* [Extrait choisi]
####

Katrine Switzer et le tirage de maillot qui a marqué l’histoire du sport
C’est un tirage de maillot qui a marqué l’histoire du sport et de la cause féministe. C’est aussi un cliché qui a exposé au monde l’organisation patriarcale de la société. C’est avant tout l’histoire de Kathrine Switzer qui, en étant la première femme à courir officiellement le marathon de Boston, a tiré le coup de feu de départ pour tant de coureuses derrière elle.
/s3.amazonaws.com/arc-authors/ipmgroup/a7e8a05d-209c-4db6-83e5-663de012415a.png)
Publié le 26-12-2021 à 12h05 - Mis à jour le 09-09-2022 à 17h57
Un peloton de coureurs foule le sixième kilomètre du marathon de Boston, lorsqu'un homme en tenue de ville pique un sprint. Le dossard n°261 qui vient de passer, Jock Semple, un des organisateurs de l'épreuve, est bien déterminé à l'arracher. Car ce dossard épingle le survêtement d'une femme qui, selon lui, n'a rien à faire parmi les athlètes masculins. Et qui, pour beaucoup d'autres, ne devrait pas courir du tout. Bousculée par Semple mais protégée par d'autres participants, la coureuse Kathrine Switzer parvient tout de même à franchir la ligne d'arrivée et devient, mercredi 19 avril 1967, la première femme à courir officiellement le marathon de Boston.

####

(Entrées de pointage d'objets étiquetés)
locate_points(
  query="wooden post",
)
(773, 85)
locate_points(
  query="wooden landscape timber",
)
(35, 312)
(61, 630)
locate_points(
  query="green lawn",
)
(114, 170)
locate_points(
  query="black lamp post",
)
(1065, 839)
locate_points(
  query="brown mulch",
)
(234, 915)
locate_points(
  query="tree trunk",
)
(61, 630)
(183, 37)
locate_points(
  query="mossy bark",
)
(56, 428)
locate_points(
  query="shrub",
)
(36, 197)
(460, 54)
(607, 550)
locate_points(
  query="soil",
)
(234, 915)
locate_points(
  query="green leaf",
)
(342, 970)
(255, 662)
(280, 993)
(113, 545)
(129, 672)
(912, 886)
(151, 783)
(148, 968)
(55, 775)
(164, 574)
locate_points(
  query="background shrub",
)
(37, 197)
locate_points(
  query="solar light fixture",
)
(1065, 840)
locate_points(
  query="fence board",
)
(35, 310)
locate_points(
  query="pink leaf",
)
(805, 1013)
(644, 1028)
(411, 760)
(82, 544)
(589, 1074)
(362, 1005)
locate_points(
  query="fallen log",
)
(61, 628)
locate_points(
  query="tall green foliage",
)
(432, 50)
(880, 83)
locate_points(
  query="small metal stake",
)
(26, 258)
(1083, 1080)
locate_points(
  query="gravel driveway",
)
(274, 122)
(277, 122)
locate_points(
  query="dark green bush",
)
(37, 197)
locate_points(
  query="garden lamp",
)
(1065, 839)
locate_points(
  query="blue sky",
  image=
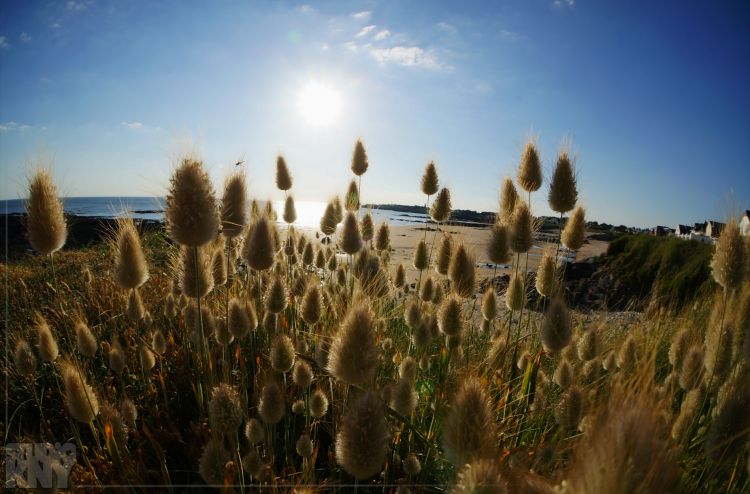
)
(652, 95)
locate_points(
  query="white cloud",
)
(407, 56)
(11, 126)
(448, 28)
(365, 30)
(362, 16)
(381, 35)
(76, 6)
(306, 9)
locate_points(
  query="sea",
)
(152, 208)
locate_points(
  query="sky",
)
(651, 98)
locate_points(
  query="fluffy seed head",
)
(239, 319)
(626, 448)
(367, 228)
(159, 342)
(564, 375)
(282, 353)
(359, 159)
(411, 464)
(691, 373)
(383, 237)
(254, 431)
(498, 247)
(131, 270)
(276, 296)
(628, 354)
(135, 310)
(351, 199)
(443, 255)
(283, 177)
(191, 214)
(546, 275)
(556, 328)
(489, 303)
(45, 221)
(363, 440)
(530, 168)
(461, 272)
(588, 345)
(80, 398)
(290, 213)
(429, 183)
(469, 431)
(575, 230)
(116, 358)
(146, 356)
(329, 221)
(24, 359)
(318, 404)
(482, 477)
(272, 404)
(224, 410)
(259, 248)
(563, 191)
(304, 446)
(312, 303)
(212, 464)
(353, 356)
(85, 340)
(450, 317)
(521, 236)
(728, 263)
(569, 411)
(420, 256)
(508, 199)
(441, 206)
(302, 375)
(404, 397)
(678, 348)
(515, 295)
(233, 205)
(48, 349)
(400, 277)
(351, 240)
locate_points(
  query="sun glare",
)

####

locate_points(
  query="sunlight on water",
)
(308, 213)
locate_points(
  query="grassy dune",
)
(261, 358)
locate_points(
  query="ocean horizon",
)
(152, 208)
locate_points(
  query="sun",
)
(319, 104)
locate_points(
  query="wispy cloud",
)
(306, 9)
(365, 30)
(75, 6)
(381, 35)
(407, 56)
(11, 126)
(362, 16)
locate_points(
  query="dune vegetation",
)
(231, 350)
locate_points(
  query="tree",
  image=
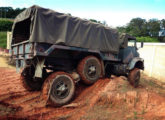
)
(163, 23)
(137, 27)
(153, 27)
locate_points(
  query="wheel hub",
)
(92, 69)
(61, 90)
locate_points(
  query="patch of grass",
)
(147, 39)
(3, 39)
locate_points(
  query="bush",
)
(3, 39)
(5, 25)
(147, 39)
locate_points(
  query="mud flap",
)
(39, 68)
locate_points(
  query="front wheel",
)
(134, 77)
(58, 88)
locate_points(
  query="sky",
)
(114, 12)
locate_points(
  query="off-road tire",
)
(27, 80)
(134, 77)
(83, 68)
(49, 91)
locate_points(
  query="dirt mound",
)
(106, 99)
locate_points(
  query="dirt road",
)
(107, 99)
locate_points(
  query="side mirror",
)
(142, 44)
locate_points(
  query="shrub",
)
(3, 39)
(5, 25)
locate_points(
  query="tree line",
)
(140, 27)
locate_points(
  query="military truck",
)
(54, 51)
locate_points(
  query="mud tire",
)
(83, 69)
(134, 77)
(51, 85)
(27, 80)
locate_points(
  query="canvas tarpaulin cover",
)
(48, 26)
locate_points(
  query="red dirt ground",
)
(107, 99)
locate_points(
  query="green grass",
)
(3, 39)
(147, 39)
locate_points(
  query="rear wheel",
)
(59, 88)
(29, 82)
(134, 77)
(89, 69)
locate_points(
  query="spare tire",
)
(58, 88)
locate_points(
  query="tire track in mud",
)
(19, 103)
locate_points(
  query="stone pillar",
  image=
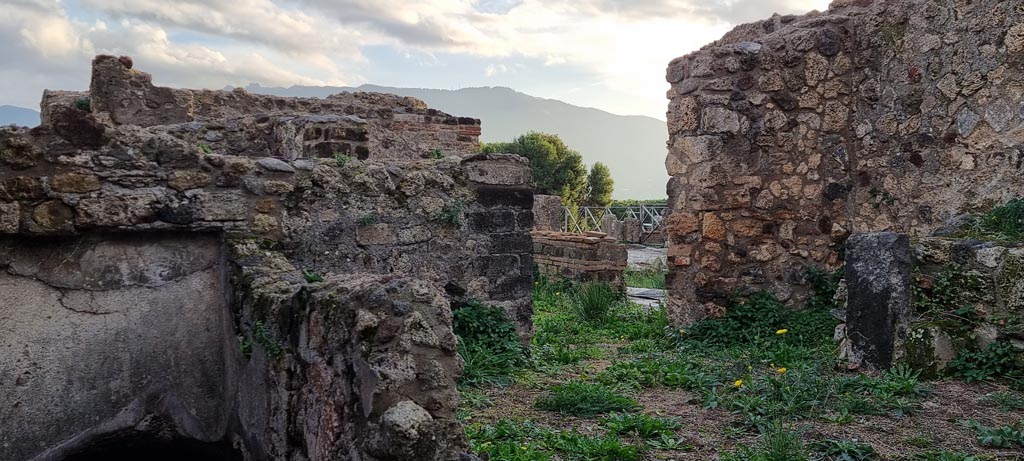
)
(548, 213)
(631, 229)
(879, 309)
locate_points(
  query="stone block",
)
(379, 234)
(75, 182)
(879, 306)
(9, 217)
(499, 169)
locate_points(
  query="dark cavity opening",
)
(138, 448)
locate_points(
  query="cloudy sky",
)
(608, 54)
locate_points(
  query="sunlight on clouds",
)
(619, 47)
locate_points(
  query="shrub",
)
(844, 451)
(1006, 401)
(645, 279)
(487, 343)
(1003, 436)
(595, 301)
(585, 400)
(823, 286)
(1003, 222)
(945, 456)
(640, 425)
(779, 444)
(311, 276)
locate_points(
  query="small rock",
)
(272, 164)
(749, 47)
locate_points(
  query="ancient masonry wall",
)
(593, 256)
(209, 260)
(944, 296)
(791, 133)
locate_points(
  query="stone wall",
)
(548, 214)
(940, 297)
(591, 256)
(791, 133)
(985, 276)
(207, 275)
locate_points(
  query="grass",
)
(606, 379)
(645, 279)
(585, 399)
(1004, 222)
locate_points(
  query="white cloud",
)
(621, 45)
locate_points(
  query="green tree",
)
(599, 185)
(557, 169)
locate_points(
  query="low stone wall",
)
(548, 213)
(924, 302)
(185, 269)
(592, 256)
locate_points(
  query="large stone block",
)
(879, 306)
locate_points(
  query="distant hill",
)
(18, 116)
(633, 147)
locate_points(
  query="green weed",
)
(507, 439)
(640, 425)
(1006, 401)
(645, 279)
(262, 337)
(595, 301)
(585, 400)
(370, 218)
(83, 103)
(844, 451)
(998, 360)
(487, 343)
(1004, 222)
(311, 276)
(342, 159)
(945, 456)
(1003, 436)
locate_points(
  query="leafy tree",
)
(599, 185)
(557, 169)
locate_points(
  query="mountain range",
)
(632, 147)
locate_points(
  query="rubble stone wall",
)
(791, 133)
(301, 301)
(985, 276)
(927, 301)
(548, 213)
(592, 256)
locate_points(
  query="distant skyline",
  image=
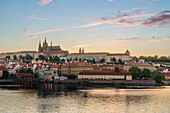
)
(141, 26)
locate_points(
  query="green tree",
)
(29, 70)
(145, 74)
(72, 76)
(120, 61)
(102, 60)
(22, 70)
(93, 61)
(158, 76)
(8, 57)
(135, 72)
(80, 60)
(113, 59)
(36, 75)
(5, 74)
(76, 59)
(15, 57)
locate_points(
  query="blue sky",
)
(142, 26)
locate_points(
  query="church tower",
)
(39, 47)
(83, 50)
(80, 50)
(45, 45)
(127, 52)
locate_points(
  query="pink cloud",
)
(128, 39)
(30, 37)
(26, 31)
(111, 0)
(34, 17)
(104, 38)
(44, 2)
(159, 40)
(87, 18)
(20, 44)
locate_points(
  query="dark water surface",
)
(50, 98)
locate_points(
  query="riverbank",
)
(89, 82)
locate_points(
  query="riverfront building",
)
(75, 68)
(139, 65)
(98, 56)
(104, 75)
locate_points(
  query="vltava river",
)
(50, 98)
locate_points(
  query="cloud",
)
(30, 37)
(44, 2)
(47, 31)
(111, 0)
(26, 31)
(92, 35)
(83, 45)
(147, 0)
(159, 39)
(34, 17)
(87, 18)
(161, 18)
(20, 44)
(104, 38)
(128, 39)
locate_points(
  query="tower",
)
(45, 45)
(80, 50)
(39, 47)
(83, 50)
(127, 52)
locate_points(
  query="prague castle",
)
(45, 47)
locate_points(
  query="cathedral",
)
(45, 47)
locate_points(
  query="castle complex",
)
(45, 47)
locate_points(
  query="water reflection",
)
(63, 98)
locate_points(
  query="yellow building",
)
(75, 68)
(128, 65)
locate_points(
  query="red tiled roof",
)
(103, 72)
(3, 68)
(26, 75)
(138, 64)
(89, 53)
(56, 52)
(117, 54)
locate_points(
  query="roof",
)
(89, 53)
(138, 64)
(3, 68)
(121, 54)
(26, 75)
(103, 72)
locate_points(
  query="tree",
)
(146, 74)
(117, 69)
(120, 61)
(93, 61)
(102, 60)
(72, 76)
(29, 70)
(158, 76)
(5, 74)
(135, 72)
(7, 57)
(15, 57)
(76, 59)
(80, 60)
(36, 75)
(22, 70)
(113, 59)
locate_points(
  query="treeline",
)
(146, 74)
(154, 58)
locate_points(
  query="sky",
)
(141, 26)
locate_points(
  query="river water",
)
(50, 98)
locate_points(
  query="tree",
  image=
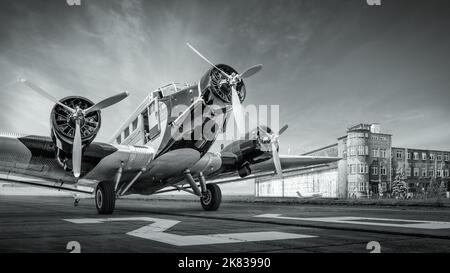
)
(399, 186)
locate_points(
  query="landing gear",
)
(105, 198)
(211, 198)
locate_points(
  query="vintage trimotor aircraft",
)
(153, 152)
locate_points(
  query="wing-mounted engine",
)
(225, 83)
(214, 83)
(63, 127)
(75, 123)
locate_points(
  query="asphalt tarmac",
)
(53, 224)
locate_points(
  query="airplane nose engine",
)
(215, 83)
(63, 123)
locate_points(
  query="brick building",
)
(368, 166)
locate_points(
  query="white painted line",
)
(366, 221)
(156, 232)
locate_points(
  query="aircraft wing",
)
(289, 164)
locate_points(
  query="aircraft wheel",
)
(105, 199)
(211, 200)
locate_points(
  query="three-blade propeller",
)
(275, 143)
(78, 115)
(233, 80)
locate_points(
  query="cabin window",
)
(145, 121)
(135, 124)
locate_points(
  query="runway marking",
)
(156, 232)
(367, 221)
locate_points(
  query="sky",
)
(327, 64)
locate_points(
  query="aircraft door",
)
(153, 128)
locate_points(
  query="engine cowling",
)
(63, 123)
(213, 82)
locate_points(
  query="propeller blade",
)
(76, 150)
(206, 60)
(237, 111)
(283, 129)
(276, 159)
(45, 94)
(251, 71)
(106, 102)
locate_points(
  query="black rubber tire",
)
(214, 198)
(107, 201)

####

* [Consignes]
[A] Dans l'extrait sur le marathon de Boston, quel numéro de dossard portait la coureuse ?
[B] Rédigez la suite de l'extrait consacré au marathon de Boston de 1967, à partir de sa dernière phrase.

* [Corrigé par consigne]
[A] Elle portait le dossard n°261.

[B]
Une dizaine d'années avant cette course qui changera sa vie, Kathrine Switzer, encore enfant, se cherche une activité sportive. Pom-pom girl ? Elle en rêve. Pas convaincu, son père lui suggère de se mettre plutôt au hockey sur gazon. Elle accepte le stick et les crampons. Mais pas question de figuration, alors elle s'impose pour entraînement de courir un mile au minimum par jour, soit sept tours de la propriété familiale, en Virginie aux Etats-Unis.
Des douzaines de kilomètres plus tard, elle intègre l'équipe de hockey de la Madison High School où elle impressionne rapidement et scelle sa passion pour le sport. La course, pour Kathrine Switzer, c'est bien plus que de mettre un pied devant l'autre le plus vite possible. « J'ai grandi en pensant que courir était magique », explique aujourd'hui l'Américaine. « J'ai eu ce sentiment d'émancipation chaque jour où j'ai couru. C'est pourquoi j'essaie de transmettre cela, aux enfants ou même aux femmes âgées. Une fois que vous avez ce sentiment de pouvoir en courant, cela se traduit dans tout ce que vous réalisez ».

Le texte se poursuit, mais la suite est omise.